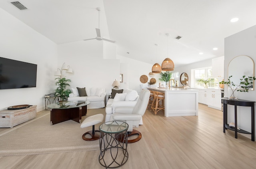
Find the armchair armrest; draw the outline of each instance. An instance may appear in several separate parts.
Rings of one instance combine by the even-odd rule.
[[[105,92],[103,93],[100,95],[100,97],[105,97],[106,95],[106,93]]]

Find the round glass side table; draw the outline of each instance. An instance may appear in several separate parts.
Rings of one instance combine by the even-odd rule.
[[[127,123],[118,121],[108,121],[100,126],[99,161],[101,165],[106,168],[117,168],[127,161],[128,126]]]

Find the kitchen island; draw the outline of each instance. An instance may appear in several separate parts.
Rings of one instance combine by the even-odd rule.
[[[174,87],[147,88],[164,93],[165,116],[198,115],[198,90]]]

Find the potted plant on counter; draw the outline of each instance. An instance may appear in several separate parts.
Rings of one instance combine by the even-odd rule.
[[[208,79],[201,79],[198,80],[197,81],[198,82],[204,84],[204,88],[208,88],[208,86],[207,85],[207,84],[210,82],[210,81]]]
[[[56,78],[55,80],[58,80],[55,82],[55,85],[57,86],[55,89],[55,96],[60,97],[62,101],[66,100],[71,91],[69,89],[66,89],[66,87],[70,86],[68,82],[71,82],[71,80],[65,78]]]
[[[250,89],[252,88],[254,81],[256,79],[254,77],[248,76],[246,78],[245,76],[243,76],[240,79],[239,84],[237,85],[230,81],[230,78],[232,76],[230,76],[228,77],[228,81],[224,82],[222,81],[219,83],[220,84],[226,84],[228,87],[228,95],[229,96],[228,98],[230,99],[234,100],[238,99],[237,96],[238,91],[248,92]]]
[[[167,83],[170,81],[171,79],[171,76],[172,76],[172,73],[170,72],[166,71],[164,73],[162,72],[160,73],[160,76],[161,78],[158,79],[161,81],[164,81],[165,82],[166,85],[167,85]]]

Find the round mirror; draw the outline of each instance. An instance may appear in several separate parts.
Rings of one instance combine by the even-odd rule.
[[[236,85],[240,84],[240,79],[246,77],[254,76],[254,62],[248,56],[240,55],[230,61],[228,64],[228,77],[232,76],[230,81]],[[254,85],[251,90],[254,89]]]
[[[188,84],[188,76],[186,73],[182,73],[180,77],[180,81],[181,84],[185,85]]]

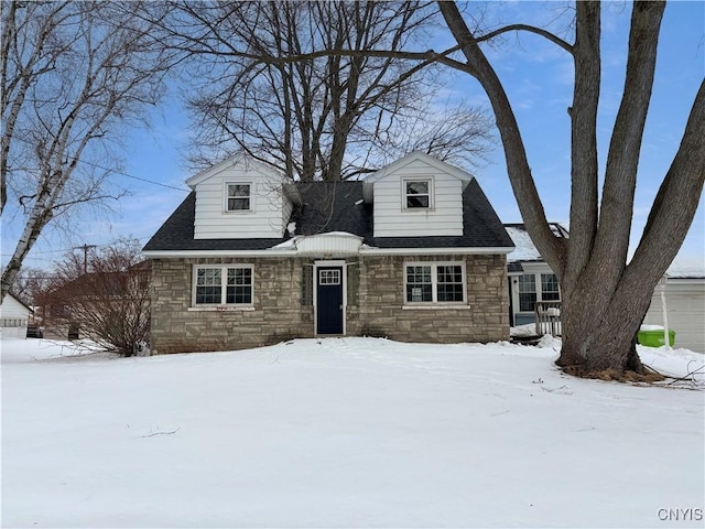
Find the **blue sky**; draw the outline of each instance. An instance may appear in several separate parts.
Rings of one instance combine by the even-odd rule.
[[[557,18],[563,2],[492,3],[506,22],[518,20],[540,23]],[[499,8],[499,9],[498,9]],[[611,125],[619,106],[630,7],[610,2],[603,20],[603,88],[598,118],[600,165],[609,142]],[[490,21],[491,22],[491,21]],[[440,35],[443,40],[443,35]],[[447,39],[447,37],[446,37]],[[449,43],[449,40],[445,41]],[[570,121],[572,61],[555,46],[534,35],[509,39],[501,50],[490,54],[505,83],[527,144],[544,208],[550,220],[567,222],[570,201]],[[647,120],[639,166],[632,241],[636,244],[646,223],[661,180],[675,153],[687,112],[705,76],[705,2],[675,1],[665,10],[659,48],[657,79]],[[469,76],[454,76],[448,93],[470,102],[486,105],[478,84]],[[124,139],[124,175],[115,183],[130,194],[105,209],[72,218],[74,228],[51,230],[30,253],[26,266],[47,268],[72,247],[102,245],[119,236],[147,242],[187,194],[184,181],[193,174],[185,161],[188,149],[188,118],[176,97],[167,99],[151,116],[149,129],[128,130]],[[490,162],[470,170],[505,223],[521,222],[506,174],[501,145]],[[142,180],[159,182],[155,185]],[[697,216],[676,262],[705,268],[705,206],[701,197]],[[7,261],[17,241],[19,227],[2,226],[2,260]],[[632,244],[632,246],[633,246]],[[633,248],[632,248],[633,249]]]

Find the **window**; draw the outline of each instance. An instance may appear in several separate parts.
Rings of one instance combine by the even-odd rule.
^^^^
Give every line of the listing above as a JSON list of strings, one string per line, with blank lines omitted and the pictures left out.

[
  "Find the armchair armrest; draw the outline of each instance. An instance may appear in several separate parts.",
  "Rings of one instance combine by the even-odd rule.",
  "[[[105,92],[103,93],[100,95],[100,97],[105,97],[106,95],[106,93]]]",
  "Find the round glass side table; draw the outline of each instance. An instance may appear in several separate parts.",
  "Rings of one instance combine by the even-odd rule.",
  "[[[127,123],[118,121],[108,121],[100,126],[99,161],[101,165],[106,168],[117,168],[127,161],[128,126]]]",
  "Find the kitchen island; draw the outline of each instance. An instance may appear in several separate parts.",
  "Rings of one instance combine by the even-odd rule.",
  "[[[174,87],[147,88],[164,93],[165,116],[198,115],[198,90]]]",
  "Find the potted plant on counter; draw the outline of each instance. An instance may appear in several separate parts.",
  "Rings of one instance combine by the even-odd rule.",
  "[[[208,79],[201,79],[198,80],[197,81],[198,82],[204,84],[204,88],[208,88],[208,86],[207,85],[207,84],[210,82],[210,81]]]",
  "[[[56,78],[55,80],[58,80],[55,82],[55,85],[57,86],[55,89],[55,96],[60,97],[62,101],[66,100],[71,91],[69,89],[66,89],[66,87],[70,86],[68,82],[71,82],[71,80],[65,78]]]",
  "[[[250,89],[252,88],[254,81],[256,79],[254,77],[248,76],[246,78],[245,76],[243,76],[240,79],[239,84],[237,85],[230,81],[230,78],[232,76],[230,76],[228,77],[228,81],[224,82],[222,81],[219,83],[220,84],[226,84],[228,87],[228,95],[229,96],[228,98],[230,99],[234,100],[238,99],[237,96],[238,91],[248,92]]]",
  "[[[167,83],[170,81],[171,79],[171,76],[172,76],[172,73],[170,72],[166,71],[164,73],[162,72],[160,73],[160,76],[161,78],[158,79],[161,81],[164,81],[165,82],[166,85],[167,85]]]",
  "Find the round mirror; draw the outline of each instance. An instance may appear in several separate parts.",
  "Rings of one instance combine by the even-odd rule.",
  "[[[236,85],[240,84],[240,79],[246,77],[254,76],[254,62],[248,56],[240,55],[230,61],[228,64],[228,77],[232,76],[230,81]],[[254,85],[251,90],[254,89]]]",
  "[[[188,84],[188,76],[186,73],[182,73],[180,77],[180,81],[181,84],[185,85]]]",
  "Find the **blue sky**; draw the outline of each instance. An instance may appear in several separate parts.",
  "Rings of one instance combine by the even-odd rule.",
  "[[[557,18],[563,2],[492,3],[506,22],[518,20],[540,23]],[[499,8],[499,9],[498,9]],[[611,125],[619,106],[630,7],[610,2],[603,20],[603,88],[598,118],[600,165],[609,142]],[[490,21],[491,22],[491,21]],[[440,35],[443,40],[443,35]],[[447,39],[447,37],[446,37]],[[449,43],[449,40],[445,41]],[[570,121],[572,61],[555,46],[534,35],[509,39],[501,50],[490,54],[505,83],[527,144],[544,208],[550,220],[567,222],[570,201]],[[647,120],[639,166],[632,241],[636,244],[646,223],[661,180],[675,153],[687,112],[705,76],[705,2],[675,1],[665,10],[659,48],[657,79]],[[469,76],[454,76],[448,93],[470,102],[486,105],[478,84]],[[124,139],[124,175],[115,183],[130,194],[105,209],[72,218],[74,228],[51,230],[30,253],[26,266],[47,268],[72,247],[102,245],[119,236],[147,242],[187,194],[184,181],[193,174],[185,161],[188,149],[188,118],[176,97],[167,99],[151,116],[149,129],[128,130]],[[490,162],[470,170],[505,223],[521,222],[506,174],[501,145]],[[142,180],[159,182],[155,185]],[[697,216],[676,262],[705,268],[705,206],[701,197]],[[7,261],[17,241],[19,227],[2,226],[2,260]],[[632,244],[632,246],[633,246]],[[633,248],[632,248],[633,249]]]",
  "Find the **window**; draw the outline of each instance. An instance may appear in several separate parts.",
  "Rings of one instance combine by the even-odd rule."
]